アメリカのマイク・ポンペオ国務長官が今週来日します。同じタイミングで韓国とモンゴルにも行く予定でしたが、そちらは中止されました。「トランプ大統領が新型コロナウイルス陽性となったため、日程を短縮した」という報道が多いですが、「中止理由は明らかにされていない」という報道もあります。
なぜ日本には来るのか?
今回の主要な来日目的は、10月6日に東京で開催される日本・アメリカ・オーストラリア・インドの外相会合です。この4ヵ国は全て海洋国家かつ民主国、そして中国の脅威に直面しているという共通点があります。
そこで4ヵ国が「クアッドプラス(Quad plus)」という安全保障協議体を結成し、軍事面や情報分析面で協力してインド・太平洋地域の安全保障を守ろうというのです。クアッドを最初に提唱したのは第一次政権時の安倍晋三元首相です。
「プラス」とあるのは、他のアジア諸国も巻き込んで強力な連帯を作るためです。しかし韓国は「他国の利益を排除してはならない」とクアッドの存在を否定。事前に中国から牽制されていたようです。
モンゴルの意思はまだ不明であるものの、ポンペオ国務長官が訪問をやめたので不参加だと思います。当然ながら、モンゴルも中国から釘を刺されているはずです。
モンゴルはこれまで、隣国の中国とロシアと仲良くしつつ、第3の隣国である日本やアメリカとも良好な関係を保つ「バランス外交」を行ってきました。しかし米中がここまで激しく対立してしまった今、それも今後は難しくなるかもしれません。
モンゴルは民主国とはいえ、中国の手前、クアッドプラスに加わることは厳しい。だからと言って、オブザーバー国の立場を貫いてきた「上海協力機構」に正式加盟すれば、一気に中国とロシア寄りになり、アメリカ側と距離ができます。理想はどちらにも正式加盟せず、中国側ともアメリカ側とも付きすぎず離れすぎずのポジションを保つことだと思いますが……。
ポンペオ国務長官は10月中に改めて韓国とモンゴルを訪問するという話も出ています。内モンゴルで現在起きている問題を世界にアピールするためにも、ぜひ実現してほしいです。

## 提示資料
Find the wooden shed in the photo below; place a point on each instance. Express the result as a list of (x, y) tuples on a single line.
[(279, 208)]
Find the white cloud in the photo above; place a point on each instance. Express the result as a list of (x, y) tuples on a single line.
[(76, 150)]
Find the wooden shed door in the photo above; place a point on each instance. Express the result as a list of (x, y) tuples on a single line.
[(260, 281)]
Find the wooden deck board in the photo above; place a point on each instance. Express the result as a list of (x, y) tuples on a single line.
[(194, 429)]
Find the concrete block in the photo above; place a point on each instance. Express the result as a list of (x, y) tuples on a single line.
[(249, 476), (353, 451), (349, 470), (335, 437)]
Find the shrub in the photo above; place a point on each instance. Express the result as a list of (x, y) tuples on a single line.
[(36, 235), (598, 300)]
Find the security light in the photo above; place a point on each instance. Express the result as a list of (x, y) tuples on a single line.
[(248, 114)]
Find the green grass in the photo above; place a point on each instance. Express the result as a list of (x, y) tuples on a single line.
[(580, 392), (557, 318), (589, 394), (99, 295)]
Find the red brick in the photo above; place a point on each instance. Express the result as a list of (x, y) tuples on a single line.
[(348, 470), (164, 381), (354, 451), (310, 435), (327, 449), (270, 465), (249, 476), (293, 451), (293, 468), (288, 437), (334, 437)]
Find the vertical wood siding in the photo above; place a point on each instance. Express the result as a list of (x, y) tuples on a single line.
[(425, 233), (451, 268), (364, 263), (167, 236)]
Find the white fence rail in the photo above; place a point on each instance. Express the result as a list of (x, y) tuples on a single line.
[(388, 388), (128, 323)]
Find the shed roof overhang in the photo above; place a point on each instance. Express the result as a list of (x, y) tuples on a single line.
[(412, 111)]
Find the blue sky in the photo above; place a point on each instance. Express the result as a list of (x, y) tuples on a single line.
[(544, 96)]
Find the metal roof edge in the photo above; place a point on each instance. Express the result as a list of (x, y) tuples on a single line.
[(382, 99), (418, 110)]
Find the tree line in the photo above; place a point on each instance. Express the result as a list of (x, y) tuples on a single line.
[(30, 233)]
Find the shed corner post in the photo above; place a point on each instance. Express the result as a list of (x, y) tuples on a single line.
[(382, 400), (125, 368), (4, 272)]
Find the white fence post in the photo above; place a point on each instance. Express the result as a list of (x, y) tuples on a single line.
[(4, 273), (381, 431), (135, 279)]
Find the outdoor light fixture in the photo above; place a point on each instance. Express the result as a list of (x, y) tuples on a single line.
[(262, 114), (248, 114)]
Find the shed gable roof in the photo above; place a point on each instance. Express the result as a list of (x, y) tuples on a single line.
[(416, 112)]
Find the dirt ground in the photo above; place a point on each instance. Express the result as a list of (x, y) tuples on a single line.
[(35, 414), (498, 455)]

## 課題
1 > 文書抜粋のうち「今回の主要な来日目的は」で始まる段落を、主な事実を残したまま箇条書きに改めてください。
2 > 文書抜粋にある「クアッドを最初に提唱したのは第一次政権時の安倍晋三元首相です。」という一文を英語に訳してください。

## 回答
1 >
- 主な来日目的:10月6日に東京で開催される日本・アメリカ・オーストラリア・インドの外相会合
- 4ヵ国の共通点:いずれも海洋国家かつ民主国であり、中国の脅威に直面している

2 > The first to propose the Quad was former Prime Minister Shinzo Abe, during his first administration.